[Dataset rows]

__________________________________________________

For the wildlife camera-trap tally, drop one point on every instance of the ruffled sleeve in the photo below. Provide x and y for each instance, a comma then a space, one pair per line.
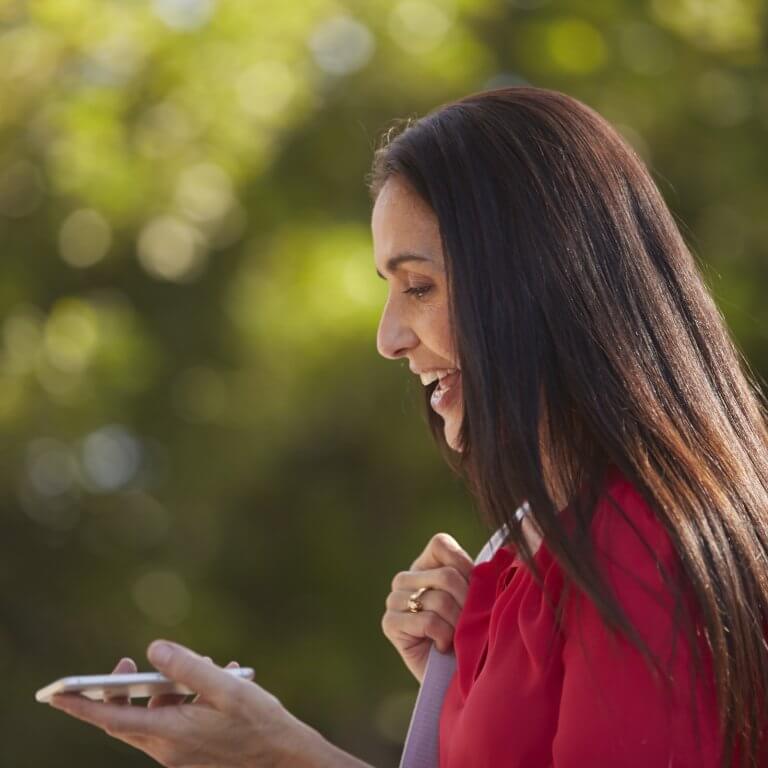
612, 711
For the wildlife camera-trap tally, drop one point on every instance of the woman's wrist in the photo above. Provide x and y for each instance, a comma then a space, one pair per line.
307, 748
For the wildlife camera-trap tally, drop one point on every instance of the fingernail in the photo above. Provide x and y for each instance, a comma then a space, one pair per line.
159, 652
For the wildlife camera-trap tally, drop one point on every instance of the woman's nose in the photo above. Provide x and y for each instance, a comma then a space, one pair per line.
394, 337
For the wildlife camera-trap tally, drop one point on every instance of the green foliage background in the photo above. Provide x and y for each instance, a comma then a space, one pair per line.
199, 439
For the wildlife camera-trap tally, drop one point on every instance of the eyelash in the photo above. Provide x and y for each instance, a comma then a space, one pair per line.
419, 291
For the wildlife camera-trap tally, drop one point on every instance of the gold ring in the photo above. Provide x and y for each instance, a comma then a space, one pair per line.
414, 604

__________________________________________________

### PROBLEM DESCRIPTION
Reproduce every line of the listing, requests included, but multiply each x and y coordinate in the answers by 0.95 and round to whole numbers, with halves going up. Leave the pictures out.

### RESULT OF THIS EXERCISE
For the wildlife camera-trap tally, drop one point on every instance of the ruffled sleeve in the photo below. Provide x and y for each instance, a comma then a space, one pair per line.
581, 675
For the wildlife camera-trap tally, drop one point on every instance of the woman's wrist in the photo above. Provide x and y for each instance, a comma then a space, one pair per line.
292, 711
For the wildlife camera-trap tally, drop one point on every instance of the fingernail in the photo above. Provide x and y for each instance, a comma then a space, one pair per line.
151, 619
For the wildlife camera-trap tally, drop one point on every instance of the woman's nose in the photo above. Provide x and y for each instance, a comma then a space, one pair per line.
374, 320
For the wildlife camera-trap tally, drop one point on every instance of the green foliage background in the photo above. Provide x and y for each instance, a comma then a space, one pair per line.
189, 417
For the wildlife camera-trap tally, drop one point on every instance of the eyelash in the photo above. Provide x and y for each instance, a comma then a space, one pair per line.
398, 276
For the wildlife camera-trap tally, drop one point on every instance of the gold ring in the photo above. Provide x and y for each instance, a comma then a space, one pair per line.
393, 574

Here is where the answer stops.